### INPUT ROWS

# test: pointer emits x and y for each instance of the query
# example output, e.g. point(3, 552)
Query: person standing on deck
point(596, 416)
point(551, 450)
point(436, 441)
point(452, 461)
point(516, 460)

######

* PROBLEM DETAILS *
Copy every line of the records above, requests included, and offset both the x and the y coordinate of each answer point by 121.

* REPLY TO THE EXERCISE *
# test: pointer emits x and y for each instance of the query
# example output, e.g. point(3, 552)
Query: person standing on deck
point(717, 537)
point(672, 571)
point(557, 562)
point(573, 582)
point(637, 581)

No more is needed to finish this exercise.